Bruce was 135lbs! Nuff said.......

MJ

----------


## radar1234

> Bruce was 135lbs! Nuff said.......
> 
> MJ


lol well said

----------


## yannick32

Forum magic once again, i dont have to pay for a comedic relief i got everything here.

Wandy got is way with ground and pounders, he even kicked one on the nose when he was going for a takedown.

You cant get into MMA today with only one art, it makes no sense at all for a kung fu, karate or tkd guy to go in there with an MMA fighter.

Even Royce Gracie add to get into striking, people where starting to figure him out.

For MMA you gotta study wrestling, boxing and muay thai with some bjj, without that you dont really stand a chance.

Fact of fiction Bruce Lee during the shooting of Game of death got beat by the Akido guy during a friendly sparring session.

----------


## Gorgoroth_

Conventional martial artist are at a clear disadvantage when they're put into something like Pride of UFC. They cannot strike the balls , they cannot gouge the eyes or execute any manuver that is going to permantely injure or kill someone - and thats the whole concept behide martial arts.

----------


## Squatman51

bruce was the man in his day

----------


## simm

i agree and disagree! The fighters of today and yesterday are at a disadvantage when it comes to gouging/biting and groin shots..especially in the most real of all arenas,THE STREET! The other side to it is that these fighters train for sport just like football etc...Nobody has to train for biting/gouging etc..That just kicks in naturally..It is human instinct!! Bruce lees philosophy was not so special,he just put things into long jumbled up sentences etc. So he sounded more intelligent and philisophical..!! Good athletic traditional martial artist though... Not enough power and knowledge to compete with todays mma fighters though..IMO..

----------


## Alfamale

[QUOTE=Monkeytown]Your problem is that you have seen too many kung fu movies and not enough of Lee's training or demonstration videos. Comparing him to fighters of today is stupid anyway, I don't know why anyone does it. That's like trying to compare Jack Johnson to Mike Tyson. They were in two different eras and its like comaring apples to oranges. Sounds like you have never studied JKD either so you are speaking of something you know nothing about. Just because a JKD guy has not been a so-called top fighter does not make the system inferior to something like BJJ or Muay Thai. I can tell you that on the street I would rather have JKD techniques than the other two (if I could only have one style). Of course the best fighter is a rounded fighter and I would include ground fighting as a must. There are many JKD techniques that have no place in the ring but are VERY effective on the street. If you investigate a little more you will find out that they include eye jabs and gouges, low kicks to the knee and groin and stop kicking. A little education goes a long way.

_Task requirements_.
a – Please condense the paragraph in the forum thread that begins "i agree and disagree!" into a short bulleted list of its main points.
b – In the forum thread, which styles does yannick32 say a person has to study for MMA?
The data isn't needed for any of this.

_Dataset excerpt_.
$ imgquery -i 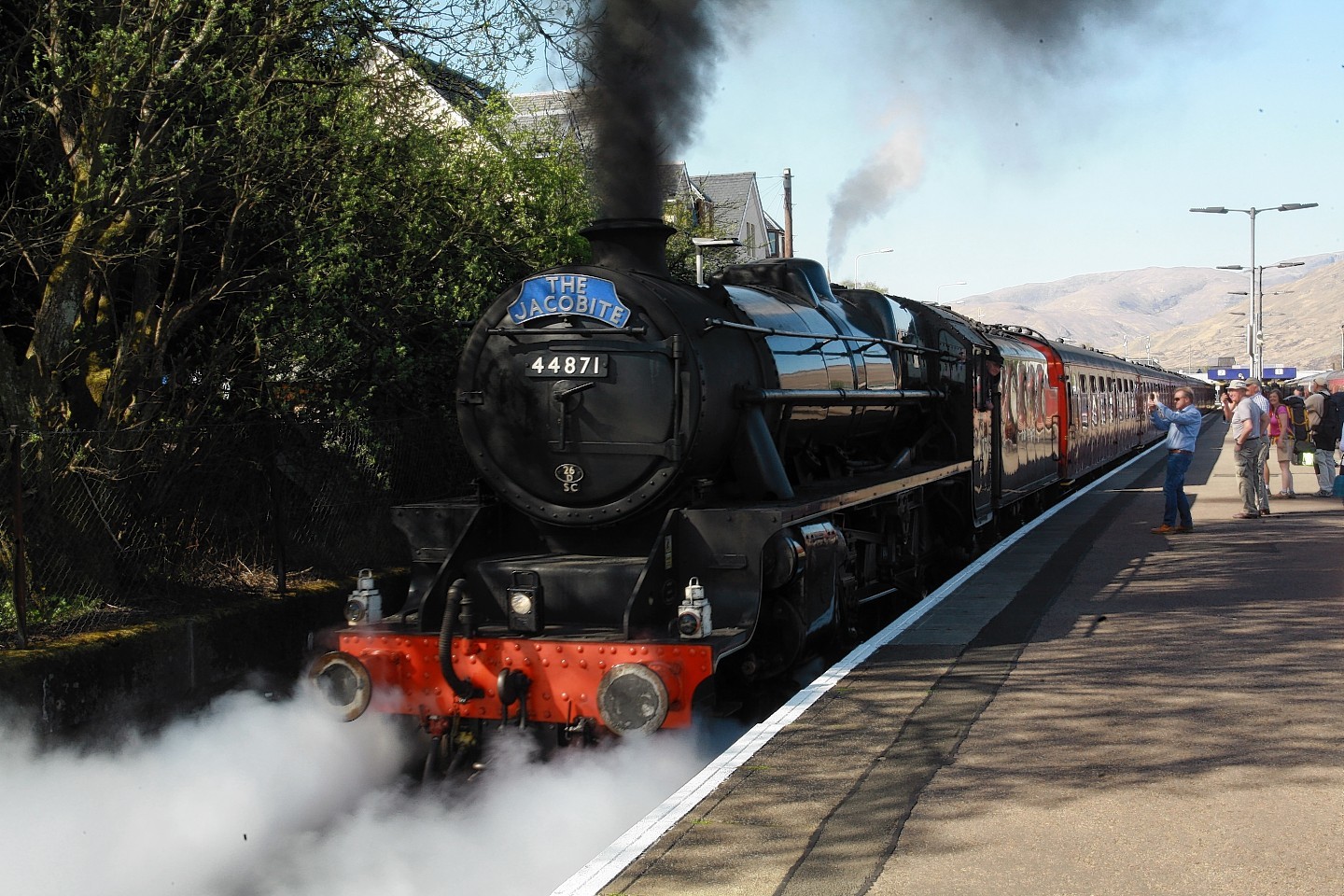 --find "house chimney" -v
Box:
[580,217,676,276]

_Final results_.
a –
- Fighters of today and yesterday are at a disadvantage when it comes to gouging, biting and groin shots, especially on the street.
- These fighters train for sport, like football players.
- Nobody needs to train for biting or gouging, because that comes from human instinct.
- Bruce Lee's philosophy wasn't special. He put ideas into long, jumbled sentences so he sounded more intelligent and philosophical.
- He was a good, athletic traditional martial artist, but in the writer's opinion he lacked the power and knowledge to compete with today's MMA fighters.

b – Wrestling, boxing and muay thai, with some BJJ.